=== What to produce ===
Reproduce each entry below in full, exactly as it was given.

══ Source records

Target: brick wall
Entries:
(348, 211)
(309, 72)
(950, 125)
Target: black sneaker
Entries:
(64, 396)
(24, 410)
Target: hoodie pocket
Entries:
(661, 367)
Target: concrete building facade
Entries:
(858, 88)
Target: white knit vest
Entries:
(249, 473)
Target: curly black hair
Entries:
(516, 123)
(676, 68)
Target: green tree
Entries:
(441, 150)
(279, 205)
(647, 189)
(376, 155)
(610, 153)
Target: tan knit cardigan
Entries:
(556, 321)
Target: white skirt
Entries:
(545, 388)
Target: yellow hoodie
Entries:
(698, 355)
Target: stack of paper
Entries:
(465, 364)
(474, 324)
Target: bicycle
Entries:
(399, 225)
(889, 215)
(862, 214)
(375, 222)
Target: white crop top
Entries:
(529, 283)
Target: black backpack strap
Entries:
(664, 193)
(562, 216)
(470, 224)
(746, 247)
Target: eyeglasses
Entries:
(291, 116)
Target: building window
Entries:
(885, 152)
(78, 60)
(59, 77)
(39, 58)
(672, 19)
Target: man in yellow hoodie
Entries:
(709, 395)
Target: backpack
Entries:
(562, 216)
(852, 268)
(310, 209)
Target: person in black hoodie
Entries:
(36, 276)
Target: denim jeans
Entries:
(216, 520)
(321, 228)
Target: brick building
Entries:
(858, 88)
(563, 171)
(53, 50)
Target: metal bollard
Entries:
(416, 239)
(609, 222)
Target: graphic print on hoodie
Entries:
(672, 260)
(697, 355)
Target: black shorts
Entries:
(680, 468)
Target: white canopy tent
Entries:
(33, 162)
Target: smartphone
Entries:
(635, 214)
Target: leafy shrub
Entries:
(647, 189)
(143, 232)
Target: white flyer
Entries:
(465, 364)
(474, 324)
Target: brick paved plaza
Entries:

════

=== Response area ===
Target: brick wall
Entries:
(348, 211)
(309, 72)
(950, 125)
Target: black sneaker
Entries:
(64, 396)
(24, 410)
Target: hoodie pocket
Entries:
(661, 367)
Target: concrete building facade
Entries:
(858, 88)
Target: white knit vest
Entries:
(249, 473)
Target: curly black hair
Entries:
(516, 123)
(676, 68)
Target: green tree
Entries:
(441, 150)
(279, 205)
(647, 189)
(376, 155)
(610, 153)
Target: tan knit cardigan
Entries:
(556, 321)
Target: white skirt
Entries:
(545, 388)
Target: yellow hoodie
Entries:
(698, 355)
Target: stack of paper
Entries:
(465, 364)
(474, 324)
Target: bicycle
Entries:
(399, 225)
(889, 215)
(862, 214)
(375, 222)
Target: white crop top
Entries:
(529, 283)
Target: black backpack strap
Entries:
(664, 193)
(562, 216)
(470, 224)
(746, 247)
Target: eyeglasses
Entries:
(291, 116)
Target: building window
Entries:
(885, 152)
(78, 60)
(59, 77)
(39, 58)
(672, 19)
Target: man in yellow hoodie
Entries:
(709, 395)
Target: backpack
Entries:
(562, 216)
(852, 268)
(310, 209)
Target: person in black hoodie
Entries:
(36, 276)
Target: denim jeans
Entries:
(216, 520)
(321, 228)
Target: brick building
Entries:
(858, 88)
(563, 171)
(53, 50)
Target: metal bollard
Entries:
(416, 239)
(609, 222)
Target: graphic print on hoodie
Entries:
(672, 260)
(697, 355)
Target: black shorts
Entries:
(680, 468)
Target: white canopy tent
Entries:
(33, 162)
Target: smartphone
Entries:
(635, 214)
Target: leafy shrub
Entries:
(647, 189)
(143, 232)
Target: white flyer
Entries:
(465, 364)
(474, 324)
Target: brick paved plaza
Entries:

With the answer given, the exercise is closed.